*Source extract*:
######
What to do if you are scheduled for a disability consultative examination

Empty evaluation table in a medical office.

In Oregon, 22% of disability claims have at least one consultative evaluation. Source: SSA State Agency Operations Report, page 149. A consultative evaluation is a medical appointment in which a doctor contracted by Disability Determination Services performs a specific evaluation of one or more of your conditions.

Social Security states that they order Consultative Evaluations only when a claimant does not provide adequate evidence about his/her impairment(s) for the government to determine if they are blind or disabled.

If you have been asked by the government to attend a Consultative Evaluation, we would like to share our advice on how to navigate the process.

Reach out to your treating provider

If you have a treating provider who is willing to answer specific questions about your health issues, you can request that Disability Determination Services reach out to your provider perform the evaluation rather than sending you to a doctor you do not know. It is important to note that, on average, Disability Determination Services spends only $355 per evaluation, which many providers will find does not adequately compensate them for the time they spend preparing the evaluation. Other doctors may decline to do the evaluation because they do not have the specialized training that allows them to answer the specific questions that Disability Determination Services needs to have answered in the report.
######
*The data*:
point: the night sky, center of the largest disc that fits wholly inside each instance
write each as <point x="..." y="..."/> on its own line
######
*Work request*:
Could you reproduce, word for word, the entire text above on disability consultative examinations?

*Problem solution*:
What to do if you are scheduled for a disability consultative examination

Empty evaluation table in a medical office.

In Oregon, 22% of disability claims have at least one consultative evaluation. Source: SSA State Agency Operations Report, page 149. A consultative evaluation is a medical appointment in which a doctor contracted by Disability Determination Services performs a specific evaluation of one or more of your conditions.

Social Security states that they order Consultative Evaluations only when a claimant does not provide adequate evidence about his/her impairment(s) for the government to determine if they are blind or disabled.

If you have been asked by the government to attend a Consultative Evaluation, we would like to share our advice on how to navigate the process.

Reach out to your treating provider

If you have a treating provider who is willing to answer specific questions about your health issues, you can request that Disability Determination Services reach out to your provider perform the evaluation rather than sending you to a doctor you do not know. It is important to note that, on average, Disability Determination Services spends only $355 per evaluation, which many providers will find does not adequately compensate them for the time they spend preparing the evaluation. Other doctors may decline to do the evaluation because they do not have the specialized training that allows them to answer the specific questions that Disability Determination Services needs to have answered in the report.